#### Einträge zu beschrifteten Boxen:
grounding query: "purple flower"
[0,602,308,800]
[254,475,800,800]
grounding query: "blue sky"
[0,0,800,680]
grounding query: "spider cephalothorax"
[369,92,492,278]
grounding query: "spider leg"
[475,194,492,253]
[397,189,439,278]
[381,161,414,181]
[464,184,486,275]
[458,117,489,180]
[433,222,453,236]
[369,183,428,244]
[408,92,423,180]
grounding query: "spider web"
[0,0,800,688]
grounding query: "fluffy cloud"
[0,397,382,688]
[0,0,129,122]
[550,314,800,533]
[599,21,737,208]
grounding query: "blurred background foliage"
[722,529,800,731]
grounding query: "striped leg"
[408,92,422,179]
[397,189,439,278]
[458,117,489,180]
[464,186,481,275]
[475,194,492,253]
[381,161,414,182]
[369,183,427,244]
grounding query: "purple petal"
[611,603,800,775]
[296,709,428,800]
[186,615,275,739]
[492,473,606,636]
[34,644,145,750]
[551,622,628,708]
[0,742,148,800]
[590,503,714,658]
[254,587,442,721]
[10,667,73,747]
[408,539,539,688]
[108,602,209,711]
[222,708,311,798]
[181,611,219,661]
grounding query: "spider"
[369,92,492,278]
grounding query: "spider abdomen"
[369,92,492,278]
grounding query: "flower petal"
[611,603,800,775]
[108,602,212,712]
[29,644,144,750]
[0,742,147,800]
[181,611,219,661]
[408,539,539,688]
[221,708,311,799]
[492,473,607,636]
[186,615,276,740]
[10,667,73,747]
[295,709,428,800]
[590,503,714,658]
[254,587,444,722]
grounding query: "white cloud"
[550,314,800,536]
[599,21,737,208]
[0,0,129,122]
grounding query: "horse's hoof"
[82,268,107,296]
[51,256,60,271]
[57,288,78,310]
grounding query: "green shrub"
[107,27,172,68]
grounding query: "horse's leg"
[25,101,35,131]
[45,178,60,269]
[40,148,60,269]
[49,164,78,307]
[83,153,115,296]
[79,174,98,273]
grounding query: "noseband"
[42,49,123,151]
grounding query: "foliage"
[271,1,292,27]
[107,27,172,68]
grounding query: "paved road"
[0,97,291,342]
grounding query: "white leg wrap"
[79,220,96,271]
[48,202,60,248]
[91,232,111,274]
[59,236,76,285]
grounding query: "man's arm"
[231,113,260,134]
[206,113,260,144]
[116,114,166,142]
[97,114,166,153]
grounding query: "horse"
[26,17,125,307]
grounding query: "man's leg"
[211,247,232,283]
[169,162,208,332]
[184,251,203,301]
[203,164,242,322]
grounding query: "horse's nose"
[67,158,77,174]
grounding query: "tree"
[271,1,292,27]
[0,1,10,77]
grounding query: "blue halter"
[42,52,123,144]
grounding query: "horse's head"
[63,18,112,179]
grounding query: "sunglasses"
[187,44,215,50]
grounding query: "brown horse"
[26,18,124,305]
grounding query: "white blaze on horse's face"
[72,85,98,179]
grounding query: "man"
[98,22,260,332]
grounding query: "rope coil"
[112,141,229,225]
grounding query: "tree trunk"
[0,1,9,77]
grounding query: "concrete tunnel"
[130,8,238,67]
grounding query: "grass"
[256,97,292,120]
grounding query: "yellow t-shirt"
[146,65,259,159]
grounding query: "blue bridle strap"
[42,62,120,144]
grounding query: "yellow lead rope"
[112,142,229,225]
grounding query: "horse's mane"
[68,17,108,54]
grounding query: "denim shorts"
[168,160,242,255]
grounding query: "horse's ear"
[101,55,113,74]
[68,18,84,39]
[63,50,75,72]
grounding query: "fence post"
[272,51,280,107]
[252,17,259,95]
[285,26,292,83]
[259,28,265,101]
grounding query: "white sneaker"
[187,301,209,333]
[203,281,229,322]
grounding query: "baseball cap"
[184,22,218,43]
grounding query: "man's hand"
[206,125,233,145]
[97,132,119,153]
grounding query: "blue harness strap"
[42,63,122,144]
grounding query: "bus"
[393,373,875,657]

--

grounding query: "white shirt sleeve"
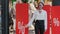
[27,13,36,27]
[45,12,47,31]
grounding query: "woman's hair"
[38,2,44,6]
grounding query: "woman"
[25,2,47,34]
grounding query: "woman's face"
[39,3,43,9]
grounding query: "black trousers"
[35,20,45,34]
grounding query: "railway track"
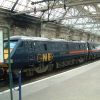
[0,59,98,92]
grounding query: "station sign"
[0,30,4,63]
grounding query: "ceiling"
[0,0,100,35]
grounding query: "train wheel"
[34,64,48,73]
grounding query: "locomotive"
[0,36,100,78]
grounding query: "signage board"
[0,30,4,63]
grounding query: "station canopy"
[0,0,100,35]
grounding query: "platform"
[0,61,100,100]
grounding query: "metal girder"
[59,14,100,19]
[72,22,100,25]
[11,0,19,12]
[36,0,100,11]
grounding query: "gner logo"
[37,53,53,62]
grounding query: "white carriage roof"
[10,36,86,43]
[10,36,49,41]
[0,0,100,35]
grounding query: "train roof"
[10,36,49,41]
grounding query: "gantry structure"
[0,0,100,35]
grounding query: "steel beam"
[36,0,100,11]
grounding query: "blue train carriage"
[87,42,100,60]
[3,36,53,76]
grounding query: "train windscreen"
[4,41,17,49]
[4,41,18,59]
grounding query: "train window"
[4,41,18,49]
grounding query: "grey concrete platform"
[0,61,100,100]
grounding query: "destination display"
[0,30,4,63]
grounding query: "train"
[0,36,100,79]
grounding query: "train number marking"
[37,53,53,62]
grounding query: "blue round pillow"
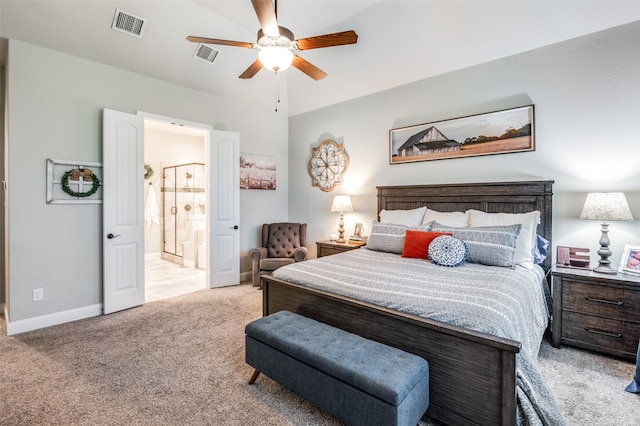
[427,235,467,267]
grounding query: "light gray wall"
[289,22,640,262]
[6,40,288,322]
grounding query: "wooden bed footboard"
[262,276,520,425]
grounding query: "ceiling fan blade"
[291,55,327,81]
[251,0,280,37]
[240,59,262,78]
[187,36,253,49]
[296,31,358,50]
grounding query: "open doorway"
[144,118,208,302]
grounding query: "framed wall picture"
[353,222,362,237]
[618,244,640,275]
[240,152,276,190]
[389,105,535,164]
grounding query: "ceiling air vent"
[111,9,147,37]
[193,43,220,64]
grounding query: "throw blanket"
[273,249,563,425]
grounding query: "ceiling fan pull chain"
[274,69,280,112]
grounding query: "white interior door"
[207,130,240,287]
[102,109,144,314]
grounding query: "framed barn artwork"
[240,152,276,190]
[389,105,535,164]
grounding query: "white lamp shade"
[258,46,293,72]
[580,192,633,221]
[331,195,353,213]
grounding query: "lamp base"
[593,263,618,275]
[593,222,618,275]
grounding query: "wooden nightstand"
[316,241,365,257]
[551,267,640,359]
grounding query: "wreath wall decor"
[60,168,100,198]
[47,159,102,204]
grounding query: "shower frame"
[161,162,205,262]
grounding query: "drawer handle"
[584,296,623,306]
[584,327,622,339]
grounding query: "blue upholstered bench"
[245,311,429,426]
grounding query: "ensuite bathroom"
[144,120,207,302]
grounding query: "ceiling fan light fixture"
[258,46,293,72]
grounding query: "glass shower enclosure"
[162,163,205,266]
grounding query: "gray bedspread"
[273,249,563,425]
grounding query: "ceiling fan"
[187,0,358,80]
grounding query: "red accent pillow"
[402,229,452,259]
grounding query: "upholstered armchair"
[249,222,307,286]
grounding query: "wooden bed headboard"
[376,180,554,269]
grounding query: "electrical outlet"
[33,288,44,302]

#### Aufgabenstellung:
Wie viele Zeilen der Einträge enthalten die Zeichenfolge "spider"? Nenne nur die Zahl.

#### Fertige Lösung:
5